■ DIRECTIONS:
• A. From the essay on finding the Episcopal Church, copy word for word the part starting at "In the summer" and ending at "in the church.".
• B. Answer these questions about the essay on finding the Episcopal Church:
(i) In what city were eleven women ordained on July 29th?
(ii) Who recommended the Episcopal Church to the couple?
(iii) What kind of ministry did the writer first think was the calling?

■ PAGE EXTRACT:
=====
In the summer of 1974 I was seventeen years old and preparing to start college in the fall. My family had left the Mormon Church, the church of my ancestors and my childhood, when I was fifteen. I had no desire or intention of ever returning to an institutional church. Therefore I had no idea of what transpired in a church in Philadelphia on July 29th when Bishops in the Episcopal Church ordained, out of order, eleven women to the priesthood. Although the church did not specifically deny women ordination, neither did it endorse women’s ordination to the priesthood. That endorsement came several years later at General Convention. Then I had never even heard of the Episcopal Church, let alone ever considered what it would take to be ordained in the church.
Twenty years later I was an active member of the Episcopal Church, having found my way back to the institution in 1989. My husband and I bought our first house in a little neighborhood on the Northwest side of Chicago. Nearby was a little stucco church with red doors and a lovely rose garden. My desire to return to church was strong enough that I had considered joining the Roman Catholic church, in which my husband had been raised. But I simply could not abide by their practices, beliefs, and requirements to join. After some conversation my husband and I decided to consider the Episcopal Church, recommended to us by the United Church of Christ minister who had married us a few years prior. That this lovely little neighborhood church was an Episcopal Church seemed fortuitous to me. I called and left a message for the priest, letting him know that we’d be coming on Sunday. My husband, one year old daughter, and I were embraced by the church. To this day it remains our “home church,” even though we have long since moved away.
My experience of church in this congregation was formative in ways I never anticipated. I found friends and community and good priests who answered my questions and helped me feel welcome. Before long my husband was on the Vestry and I was a reader and served on the altar guild. In time I began to discern a call to ordained ministry, but not to parish ministry. It was clear to me that being a female priest working in parish ministry was a path I did not want to travel. My beloved home parish had rejected a highly competent female candidate for rector, stating that she did not have enough experience. They spoke poorly of their experience with a female seminary student, calling her “strident.” I was not interested in trail blazing a dominant male domain. I wanted a simple path. I thought hospital ministry was my calling and had solid female mentors already in hospital ministry to guide me along the way.
Then, my very first day at seminary a woman priest presided at the service and preached. She was the first woman I had ever seen in this role, the chaplain at Northwestern University in Evanston, affiliated with Seabury-Western Seminary. I remember her confidence and presence and the power of her sermon. I wondered if I could ever be like her?
=====
■ RECORD EXCERPTS:
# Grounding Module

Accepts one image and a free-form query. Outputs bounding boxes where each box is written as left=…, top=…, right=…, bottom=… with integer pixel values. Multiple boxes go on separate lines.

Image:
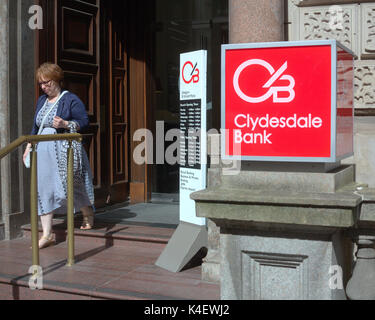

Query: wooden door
left=102, top=0, right=129, bottom=203
left=36, top=0, right=128, bottom=207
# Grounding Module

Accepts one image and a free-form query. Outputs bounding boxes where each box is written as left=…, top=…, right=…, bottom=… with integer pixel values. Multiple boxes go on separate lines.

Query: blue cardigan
left=31, top=92, right=89, bottom=135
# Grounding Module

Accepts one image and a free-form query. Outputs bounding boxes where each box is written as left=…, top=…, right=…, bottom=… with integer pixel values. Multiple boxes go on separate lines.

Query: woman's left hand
left=53, top=117, right=68, bottom=129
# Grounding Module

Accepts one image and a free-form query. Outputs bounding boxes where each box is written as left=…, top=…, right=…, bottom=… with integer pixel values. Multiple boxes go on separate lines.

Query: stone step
left=22, top=219, right=175, bottom=246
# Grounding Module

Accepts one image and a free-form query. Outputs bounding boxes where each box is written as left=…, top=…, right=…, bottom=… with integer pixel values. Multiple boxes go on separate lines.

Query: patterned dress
left=36, top=100, right=94, bottom=215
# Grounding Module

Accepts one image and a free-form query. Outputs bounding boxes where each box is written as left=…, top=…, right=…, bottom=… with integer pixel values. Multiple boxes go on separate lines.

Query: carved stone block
left=299, top=5, right=358, bottom=53
left=354, top=61, right=375, bottom=108
left=361, top=3, right=375, bottom=59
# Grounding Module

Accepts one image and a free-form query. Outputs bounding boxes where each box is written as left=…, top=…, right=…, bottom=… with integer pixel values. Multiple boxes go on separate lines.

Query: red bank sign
left=222, top=40, right=353, bottom=162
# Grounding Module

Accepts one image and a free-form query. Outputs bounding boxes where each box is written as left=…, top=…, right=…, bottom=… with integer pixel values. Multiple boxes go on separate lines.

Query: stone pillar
left=229, top=0, right=285, bottom=43
left=0, top=0, right=11, bottom=240
left=202, top=0, right=285, bottom=282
=====
■ ANSWERS PER TASK:
• A.
In the summer of 1974 I was seventeen years old and preparing to start college in the fall. My family had left the Mormon Church, the church of my ancestors and my childhood, when I was fifteen. I had no desire or intention of ever returning to an institutional church. Therefore I had no idea of what transpired in a church in Philadelphia on July 29th when Bishops in the Episcopal Church ordained, out of order, eleven women to the priesthood. Although the church did not specifically deny women ordination, neither did it endorse women’s ordination to the priesthood. That endorsement came several years later at General Convention. Then I had never even heard of the Episcopal Church, let alone ever considered what it would take to be ordained in the church.

• B.
(i) Philadelphia
(ii) The United Church of Christ minister who had married them
(iii) Hospital ministry